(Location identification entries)
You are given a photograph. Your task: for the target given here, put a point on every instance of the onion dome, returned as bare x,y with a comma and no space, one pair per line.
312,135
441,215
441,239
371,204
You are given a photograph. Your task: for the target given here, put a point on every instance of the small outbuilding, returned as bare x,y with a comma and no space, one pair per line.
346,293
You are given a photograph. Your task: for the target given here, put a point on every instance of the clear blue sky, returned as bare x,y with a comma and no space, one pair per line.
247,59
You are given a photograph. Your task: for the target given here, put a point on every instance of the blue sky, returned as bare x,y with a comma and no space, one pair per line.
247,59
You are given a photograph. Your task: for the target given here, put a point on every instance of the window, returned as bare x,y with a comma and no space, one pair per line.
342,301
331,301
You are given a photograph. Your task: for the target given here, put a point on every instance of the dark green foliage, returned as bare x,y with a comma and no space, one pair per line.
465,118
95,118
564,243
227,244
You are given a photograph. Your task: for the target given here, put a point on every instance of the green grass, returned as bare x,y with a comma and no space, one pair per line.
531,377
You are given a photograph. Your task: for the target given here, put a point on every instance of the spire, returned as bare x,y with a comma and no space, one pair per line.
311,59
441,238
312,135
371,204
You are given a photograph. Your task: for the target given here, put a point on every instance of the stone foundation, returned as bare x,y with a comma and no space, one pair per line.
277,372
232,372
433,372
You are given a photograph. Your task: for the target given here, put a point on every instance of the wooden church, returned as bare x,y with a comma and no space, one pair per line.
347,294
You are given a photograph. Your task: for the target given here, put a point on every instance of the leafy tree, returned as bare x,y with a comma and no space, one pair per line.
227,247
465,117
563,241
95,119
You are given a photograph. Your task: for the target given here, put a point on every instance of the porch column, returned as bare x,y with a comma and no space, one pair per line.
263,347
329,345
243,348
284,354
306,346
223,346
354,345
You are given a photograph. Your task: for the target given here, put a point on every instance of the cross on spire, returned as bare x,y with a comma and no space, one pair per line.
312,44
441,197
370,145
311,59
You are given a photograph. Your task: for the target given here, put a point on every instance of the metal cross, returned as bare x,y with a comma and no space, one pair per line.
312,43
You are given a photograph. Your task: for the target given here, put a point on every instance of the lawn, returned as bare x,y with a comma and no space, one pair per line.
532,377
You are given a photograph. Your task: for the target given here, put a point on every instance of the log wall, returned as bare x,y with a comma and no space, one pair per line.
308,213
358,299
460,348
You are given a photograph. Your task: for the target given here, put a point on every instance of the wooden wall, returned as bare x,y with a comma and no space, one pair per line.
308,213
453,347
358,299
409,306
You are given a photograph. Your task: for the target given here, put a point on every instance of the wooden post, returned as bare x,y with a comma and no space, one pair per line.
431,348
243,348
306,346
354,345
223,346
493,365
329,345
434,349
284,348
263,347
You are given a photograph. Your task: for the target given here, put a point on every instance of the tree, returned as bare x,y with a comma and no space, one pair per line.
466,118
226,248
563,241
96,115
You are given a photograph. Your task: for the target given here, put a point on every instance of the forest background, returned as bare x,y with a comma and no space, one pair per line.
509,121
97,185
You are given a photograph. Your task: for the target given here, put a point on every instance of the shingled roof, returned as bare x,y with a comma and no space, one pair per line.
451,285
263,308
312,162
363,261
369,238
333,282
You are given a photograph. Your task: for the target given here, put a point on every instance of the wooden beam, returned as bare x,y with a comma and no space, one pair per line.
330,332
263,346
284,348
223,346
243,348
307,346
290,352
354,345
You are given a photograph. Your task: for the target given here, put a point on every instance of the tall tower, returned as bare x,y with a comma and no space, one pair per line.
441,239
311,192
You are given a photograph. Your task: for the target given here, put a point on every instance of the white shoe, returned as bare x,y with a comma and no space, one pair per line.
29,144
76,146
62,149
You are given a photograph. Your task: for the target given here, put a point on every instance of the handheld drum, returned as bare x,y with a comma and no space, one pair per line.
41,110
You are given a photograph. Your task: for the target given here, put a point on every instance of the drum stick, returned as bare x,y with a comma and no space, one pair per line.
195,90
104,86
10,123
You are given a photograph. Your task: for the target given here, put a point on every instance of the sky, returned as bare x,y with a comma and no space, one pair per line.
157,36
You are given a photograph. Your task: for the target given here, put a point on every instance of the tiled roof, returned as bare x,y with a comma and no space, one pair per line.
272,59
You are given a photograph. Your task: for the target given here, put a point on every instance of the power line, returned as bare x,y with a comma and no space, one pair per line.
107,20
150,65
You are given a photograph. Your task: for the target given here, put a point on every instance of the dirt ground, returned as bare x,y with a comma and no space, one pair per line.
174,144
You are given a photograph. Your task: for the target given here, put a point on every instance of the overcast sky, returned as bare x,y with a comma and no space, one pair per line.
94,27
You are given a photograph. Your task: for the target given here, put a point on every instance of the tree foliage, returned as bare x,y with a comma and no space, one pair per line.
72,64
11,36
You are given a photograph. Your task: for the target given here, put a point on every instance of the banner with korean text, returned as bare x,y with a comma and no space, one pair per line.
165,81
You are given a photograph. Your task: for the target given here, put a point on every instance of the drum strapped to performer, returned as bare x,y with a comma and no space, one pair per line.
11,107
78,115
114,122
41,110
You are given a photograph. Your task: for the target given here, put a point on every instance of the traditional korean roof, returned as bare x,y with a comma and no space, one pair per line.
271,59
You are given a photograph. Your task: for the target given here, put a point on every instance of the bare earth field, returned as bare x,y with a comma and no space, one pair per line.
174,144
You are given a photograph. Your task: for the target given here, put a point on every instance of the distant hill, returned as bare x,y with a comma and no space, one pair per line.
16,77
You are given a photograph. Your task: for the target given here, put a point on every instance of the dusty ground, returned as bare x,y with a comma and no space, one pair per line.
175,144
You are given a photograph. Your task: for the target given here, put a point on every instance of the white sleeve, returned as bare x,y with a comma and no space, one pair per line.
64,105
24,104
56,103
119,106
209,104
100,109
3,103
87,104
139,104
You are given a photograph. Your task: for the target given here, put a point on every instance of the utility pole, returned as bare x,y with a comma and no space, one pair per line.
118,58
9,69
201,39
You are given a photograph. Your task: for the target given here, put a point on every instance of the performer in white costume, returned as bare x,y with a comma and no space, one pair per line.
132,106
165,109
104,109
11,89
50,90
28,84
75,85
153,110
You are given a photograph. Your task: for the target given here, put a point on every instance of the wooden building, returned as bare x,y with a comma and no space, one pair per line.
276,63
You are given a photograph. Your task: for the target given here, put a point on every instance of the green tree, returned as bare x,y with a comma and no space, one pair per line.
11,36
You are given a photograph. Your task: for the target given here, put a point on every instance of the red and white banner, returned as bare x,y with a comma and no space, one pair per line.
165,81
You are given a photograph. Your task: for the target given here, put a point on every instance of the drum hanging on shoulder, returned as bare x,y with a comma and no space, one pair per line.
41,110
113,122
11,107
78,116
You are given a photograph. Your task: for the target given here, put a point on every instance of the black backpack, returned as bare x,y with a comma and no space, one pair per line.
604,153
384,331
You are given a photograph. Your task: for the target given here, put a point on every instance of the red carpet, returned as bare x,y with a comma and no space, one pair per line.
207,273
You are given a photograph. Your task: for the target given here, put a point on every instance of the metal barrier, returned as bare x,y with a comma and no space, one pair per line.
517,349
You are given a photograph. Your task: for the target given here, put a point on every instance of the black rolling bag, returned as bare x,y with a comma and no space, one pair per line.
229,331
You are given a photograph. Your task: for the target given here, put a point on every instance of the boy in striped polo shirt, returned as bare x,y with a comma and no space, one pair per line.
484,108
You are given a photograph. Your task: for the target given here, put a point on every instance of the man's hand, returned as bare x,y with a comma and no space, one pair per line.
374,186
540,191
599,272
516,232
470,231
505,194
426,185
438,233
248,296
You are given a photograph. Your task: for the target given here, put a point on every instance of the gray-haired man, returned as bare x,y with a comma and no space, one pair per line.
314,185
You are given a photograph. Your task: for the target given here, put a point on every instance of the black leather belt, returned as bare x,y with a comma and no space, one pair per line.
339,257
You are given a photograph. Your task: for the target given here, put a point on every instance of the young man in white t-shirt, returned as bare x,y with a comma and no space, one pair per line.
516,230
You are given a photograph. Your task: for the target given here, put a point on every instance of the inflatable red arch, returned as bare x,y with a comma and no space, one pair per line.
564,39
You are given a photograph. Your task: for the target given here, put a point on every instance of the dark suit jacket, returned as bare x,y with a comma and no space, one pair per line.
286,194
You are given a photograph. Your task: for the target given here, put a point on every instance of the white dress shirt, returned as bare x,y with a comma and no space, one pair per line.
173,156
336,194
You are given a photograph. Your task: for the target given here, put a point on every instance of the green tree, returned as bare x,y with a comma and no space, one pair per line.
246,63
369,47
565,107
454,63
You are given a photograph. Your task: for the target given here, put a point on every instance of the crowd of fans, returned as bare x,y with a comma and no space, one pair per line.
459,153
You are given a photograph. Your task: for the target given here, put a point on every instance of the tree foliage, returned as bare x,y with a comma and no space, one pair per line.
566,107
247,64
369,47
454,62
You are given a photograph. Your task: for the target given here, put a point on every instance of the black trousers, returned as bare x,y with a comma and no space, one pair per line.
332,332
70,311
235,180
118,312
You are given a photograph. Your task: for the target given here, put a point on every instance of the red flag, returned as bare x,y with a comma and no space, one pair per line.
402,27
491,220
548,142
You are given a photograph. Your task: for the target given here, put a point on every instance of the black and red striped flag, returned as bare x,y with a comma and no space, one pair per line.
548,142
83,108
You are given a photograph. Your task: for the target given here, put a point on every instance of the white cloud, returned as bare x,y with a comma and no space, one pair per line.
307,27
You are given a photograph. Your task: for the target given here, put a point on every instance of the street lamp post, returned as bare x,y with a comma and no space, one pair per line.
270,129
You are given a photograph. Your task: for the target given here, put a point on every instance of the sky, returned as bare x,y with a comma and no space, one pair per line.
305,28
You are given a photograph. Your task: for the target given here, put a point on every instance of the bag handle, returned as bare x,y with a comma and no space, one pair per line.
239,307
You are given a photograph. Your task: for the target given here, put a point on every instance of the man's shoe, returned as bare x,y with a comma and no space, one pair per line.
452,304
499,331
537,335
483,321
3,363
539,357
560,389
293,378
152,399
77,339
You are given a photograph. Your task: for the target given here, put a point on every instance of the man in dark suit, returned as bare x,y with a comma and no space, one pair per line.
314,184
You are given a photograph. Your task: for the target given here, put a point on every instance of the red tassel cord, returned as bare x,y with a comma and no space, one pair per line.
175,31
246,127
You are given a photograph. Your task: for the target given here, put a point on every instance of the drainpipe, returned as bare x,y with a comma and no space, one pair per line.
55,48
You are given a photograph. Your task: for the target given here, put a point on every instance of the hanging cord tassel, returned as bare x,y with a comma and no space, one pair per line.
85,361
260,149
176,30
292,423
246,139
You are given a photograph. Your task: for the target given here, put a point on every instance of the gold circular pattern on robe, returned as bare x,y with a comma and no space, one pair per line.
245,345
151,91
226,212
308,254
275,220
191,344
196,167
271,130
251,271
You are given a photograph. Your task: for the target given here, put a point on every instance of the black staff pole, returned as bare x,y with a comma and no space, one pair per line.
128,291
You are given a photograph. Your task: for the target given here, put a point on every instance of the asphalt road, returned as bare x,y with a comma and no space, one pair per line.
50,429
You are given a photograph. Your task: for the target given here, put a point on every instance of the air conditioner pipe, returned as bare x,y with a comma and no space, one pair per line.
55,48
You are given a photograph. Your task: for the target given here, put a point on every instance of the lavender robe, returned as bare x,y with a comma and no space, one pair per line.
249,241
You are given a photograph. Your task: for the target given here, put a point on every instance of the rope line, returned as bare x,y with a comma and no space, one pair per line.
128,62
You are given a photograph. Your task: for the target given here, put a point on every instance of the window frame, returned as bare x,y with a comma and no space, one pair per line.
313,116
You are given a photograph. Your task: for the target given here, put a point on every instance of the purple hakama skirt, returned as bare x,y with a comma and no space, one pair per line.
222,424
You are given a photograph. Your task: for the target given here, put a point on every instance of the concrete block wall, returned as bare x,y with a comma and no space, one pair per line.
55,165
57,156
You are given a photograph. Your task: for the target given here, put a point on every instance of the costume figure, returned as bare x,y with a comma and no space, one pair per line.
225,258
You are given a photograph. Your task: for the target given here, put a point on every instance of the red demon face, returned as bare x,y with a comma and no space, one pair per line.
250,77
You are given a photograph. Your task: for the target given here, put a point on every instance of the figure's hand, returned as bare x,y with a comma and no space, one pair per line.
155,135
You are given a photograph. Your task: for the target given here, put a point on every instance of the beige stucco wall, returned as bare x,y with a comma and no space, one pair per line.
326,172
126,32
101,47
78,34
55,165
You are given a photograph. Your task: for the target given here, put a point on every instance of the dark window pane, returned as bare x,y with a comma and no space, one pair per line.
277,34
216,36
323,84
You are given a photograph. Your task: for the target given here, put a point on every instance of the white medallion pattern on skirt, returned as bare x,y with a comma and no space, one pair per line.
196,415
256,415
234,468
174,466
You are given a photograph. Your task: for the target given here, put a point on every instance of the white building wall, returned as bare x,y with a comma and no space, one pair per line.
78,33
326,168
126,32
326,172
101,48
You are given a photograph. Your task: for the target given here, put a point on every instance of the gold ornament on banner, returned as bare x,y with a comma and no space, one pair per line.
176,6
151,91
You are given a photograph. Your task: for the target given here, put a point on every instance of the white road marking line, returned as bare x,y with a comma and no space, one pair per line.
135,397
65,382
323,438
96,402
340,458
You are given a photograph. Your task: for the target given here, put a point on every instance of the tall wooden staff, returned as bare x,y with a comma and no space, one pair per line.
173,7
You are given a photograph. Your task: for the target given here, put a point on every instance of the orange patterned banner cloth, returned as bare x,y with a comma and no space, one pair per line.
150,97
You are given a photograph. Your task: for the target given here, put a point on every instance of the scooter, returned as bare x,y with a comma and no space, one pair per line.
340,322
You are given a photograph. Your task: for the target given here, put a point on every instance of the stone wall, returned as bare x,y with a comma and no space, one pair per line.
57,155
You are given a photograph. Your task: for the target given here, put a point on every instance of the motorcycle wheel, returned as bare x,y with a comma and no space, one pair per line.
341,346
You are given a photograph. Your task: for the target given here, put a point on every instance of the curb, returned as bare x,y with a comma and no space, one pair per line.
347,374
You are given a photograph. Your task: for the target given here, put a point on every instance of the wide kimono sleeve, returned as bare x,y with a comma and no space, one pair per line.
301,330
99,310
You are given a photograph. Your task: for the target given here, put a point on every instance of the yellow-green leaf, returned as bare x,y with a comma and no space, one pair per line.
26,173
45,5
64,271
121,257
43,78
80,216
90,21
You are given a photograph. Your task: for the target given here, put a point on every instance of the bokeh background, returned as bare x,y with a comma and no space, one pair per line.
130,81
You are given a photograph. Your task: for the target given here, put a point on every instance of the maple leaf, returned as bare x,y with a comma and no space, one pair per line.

• _Exercise prompt_
Repeat only the stretch of lines that begins at the line containing "the curb, returned" and ends at the last line above, both included.

• _Answer to the exercise_
You are given a photograph. Your task: for the target given here, put a point on every instance of the curb, returned as bare x,y with a comma and no space, one pair per line.
347,374
You are given a photograph. Your task: for the target given here, put a point on every instance of the wide kimono sleeve, returned as bare x,y with a comma and no space, one pair per line.
301,330
99,310
You are given a photograph. Your task: for the target given here, put a point on every instance of the yellow-green leaf, returned as bare x,y with a comma and no space, one pair per line.
26,173
45,5
64,271
121,257
43,78
80,216
90,21
You are given a photograph. Your task: for the target given here, put a point on every instance of the bokeh background, returned as bare x,y with a comma and no space, one pair per line.
130,81
You are given a photograph. Your task: for the target given here, put a point on every instance of the maple leaf, returned as bare x,y with a comma and no space, one pair per line.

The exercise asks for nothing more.